_Task data_
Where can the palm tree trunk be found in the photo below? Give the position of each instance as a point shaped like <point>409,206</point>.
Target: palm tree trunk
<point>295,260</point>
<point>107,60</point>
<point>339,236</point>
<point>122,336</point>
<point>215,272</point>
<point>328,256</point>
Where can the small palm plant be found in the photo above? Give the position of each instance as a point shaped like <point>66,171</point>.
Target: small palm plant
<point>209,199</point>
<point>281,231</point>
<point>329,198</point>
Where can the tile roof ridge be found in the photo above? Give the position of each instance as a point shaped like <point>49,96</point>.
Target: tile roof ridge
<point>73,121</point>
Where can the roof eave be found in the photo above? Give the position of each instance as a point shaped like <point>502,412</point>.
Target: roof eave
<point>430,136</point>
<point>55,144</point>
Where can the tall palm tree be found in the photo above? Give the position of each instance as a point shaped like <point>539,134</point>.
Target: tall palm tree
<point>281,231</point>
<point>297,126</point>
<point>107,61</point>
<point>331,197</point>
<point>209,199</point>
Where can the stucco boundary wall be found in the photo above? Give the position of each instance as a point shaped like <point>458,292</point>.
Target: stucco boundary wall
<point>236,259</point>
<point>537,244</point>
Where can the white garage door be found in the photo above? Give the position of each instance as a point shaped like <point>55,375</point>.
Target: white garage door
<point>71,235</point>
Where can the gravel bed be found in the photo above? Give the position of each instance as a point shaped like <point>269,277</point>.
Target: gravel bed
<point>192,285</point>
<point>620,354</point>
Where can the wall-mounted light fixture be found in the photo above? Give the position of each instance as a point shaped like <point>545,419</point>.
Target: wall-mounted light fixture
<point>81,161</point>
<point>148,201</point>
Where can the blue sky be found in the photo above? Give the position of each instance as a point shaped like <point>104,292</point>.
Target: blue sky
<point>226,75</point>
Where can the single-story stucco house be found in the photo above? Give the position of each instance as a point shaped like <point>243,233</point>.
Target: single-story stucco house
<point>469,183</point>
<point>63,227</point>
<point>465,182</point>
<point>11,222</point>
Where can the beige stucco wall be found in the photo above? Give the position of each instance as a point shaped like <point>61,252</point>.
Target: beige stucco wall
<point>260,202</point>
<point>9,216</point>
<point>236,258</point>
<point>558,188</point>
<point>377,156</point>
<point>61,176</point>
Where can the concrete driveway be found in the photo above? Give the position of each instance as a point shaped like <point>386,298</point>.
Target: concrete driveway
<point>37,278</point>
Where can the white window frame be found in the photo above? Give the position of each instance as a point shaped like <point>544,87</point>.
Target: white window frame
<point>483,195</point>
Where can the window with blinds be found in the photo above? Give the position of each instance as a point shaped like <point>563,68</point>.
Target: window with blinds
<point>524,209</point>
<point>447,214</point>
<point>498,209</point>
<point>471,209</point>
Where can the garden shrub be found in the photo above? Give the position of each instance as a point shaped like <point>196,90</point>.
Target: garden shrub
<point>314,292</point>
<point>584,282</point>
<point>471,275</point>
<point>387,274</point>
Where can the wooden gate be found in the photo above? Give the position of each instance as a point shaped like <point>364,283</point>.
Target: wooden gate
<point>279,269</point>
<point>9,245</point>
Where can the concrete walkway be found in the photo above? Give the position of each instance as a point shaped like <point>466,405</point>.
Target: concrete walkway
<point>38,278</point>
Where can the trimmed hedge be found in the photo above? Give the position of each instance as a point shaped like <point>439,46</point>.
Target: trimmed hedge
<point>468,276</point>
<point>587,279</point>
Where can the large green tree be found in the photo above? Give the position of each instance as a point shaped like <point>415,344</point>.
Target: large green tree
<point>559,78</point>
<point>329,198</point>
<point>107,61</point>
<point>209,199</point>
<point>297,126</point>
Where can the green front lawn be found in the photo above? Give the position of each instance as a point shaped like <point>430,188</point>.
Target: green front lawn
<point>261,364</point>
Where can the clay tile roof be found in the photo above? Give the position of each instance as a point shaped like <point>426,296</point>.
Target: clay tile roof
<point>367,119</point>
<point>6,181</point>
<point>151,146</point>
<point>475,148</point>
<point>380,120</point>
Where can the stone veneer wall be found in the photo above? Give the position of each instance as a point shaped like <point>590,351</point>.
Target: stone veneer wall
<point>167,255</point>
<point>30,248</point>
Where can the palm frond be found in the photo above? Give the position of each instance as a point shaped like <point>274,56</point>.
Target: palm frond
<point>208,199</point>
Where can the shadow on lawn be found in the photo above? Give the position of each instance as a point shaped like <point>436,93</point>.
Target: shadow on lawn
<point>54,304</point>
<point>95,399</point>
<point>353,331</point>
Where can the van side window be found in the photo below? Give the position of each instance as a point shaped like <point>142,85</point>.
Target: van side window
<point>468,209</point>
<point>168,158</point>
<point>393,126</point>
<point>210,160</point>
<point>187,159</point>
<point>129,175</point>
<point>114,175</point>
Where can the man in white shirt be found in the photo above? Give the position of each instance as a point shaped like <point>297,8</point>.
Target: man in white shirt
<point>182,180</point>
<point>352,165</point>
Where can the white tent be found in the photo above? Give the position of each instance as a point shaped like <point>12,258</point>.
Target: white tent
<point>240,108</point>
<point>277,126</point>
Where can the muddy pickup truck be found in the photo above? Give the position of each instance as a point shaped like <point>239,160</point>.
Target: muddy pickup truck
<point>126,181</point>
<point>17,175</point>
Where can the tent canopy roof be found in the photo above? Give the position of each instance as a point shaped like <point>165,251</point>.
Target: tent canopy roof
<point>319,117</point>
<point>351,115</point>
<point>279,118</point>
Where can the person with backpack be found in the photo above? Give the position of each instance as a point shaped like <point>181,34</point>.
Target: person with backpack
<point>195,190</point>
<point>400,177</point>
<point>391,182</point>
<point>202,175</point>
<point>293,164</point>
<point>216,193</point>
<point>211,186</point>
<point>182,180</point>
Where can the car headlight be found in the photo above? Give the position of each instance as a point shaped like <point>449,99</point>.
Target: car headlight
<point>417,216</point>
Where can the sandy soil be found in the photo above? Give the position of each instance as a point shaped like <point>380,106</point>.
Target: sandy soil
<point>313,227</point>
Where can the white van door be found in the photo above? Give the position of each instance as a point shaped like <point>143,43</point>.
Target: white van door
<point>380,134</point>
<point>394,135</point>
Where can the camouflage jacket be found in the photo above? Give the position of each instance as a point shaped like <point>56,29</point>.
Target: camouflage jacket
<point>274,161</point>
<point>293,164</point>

_Your task_
Rewrite the rows above from the line with "Where can the green" to the line with "<point>380,120</point>", both included. Keep each request unchanged, and shift every answer point by adding 65 to both of its coordinates.

_Correct output_
Where can the green front lawn be found in the photo above? Give the position of each instance as a point shaped like <point>430,188</point>.
Target: green front lawn
<point>326,429</point>
Where can the clay tile roof be found in the photo above? Give the position of each instance as a point shaped like <point>426,296</point>.
Target: clay tile roof
<point>432,184</point>
<point>71,246</point>
<point>216,211</point>
<point>540,213</point>
<point>445,185</point>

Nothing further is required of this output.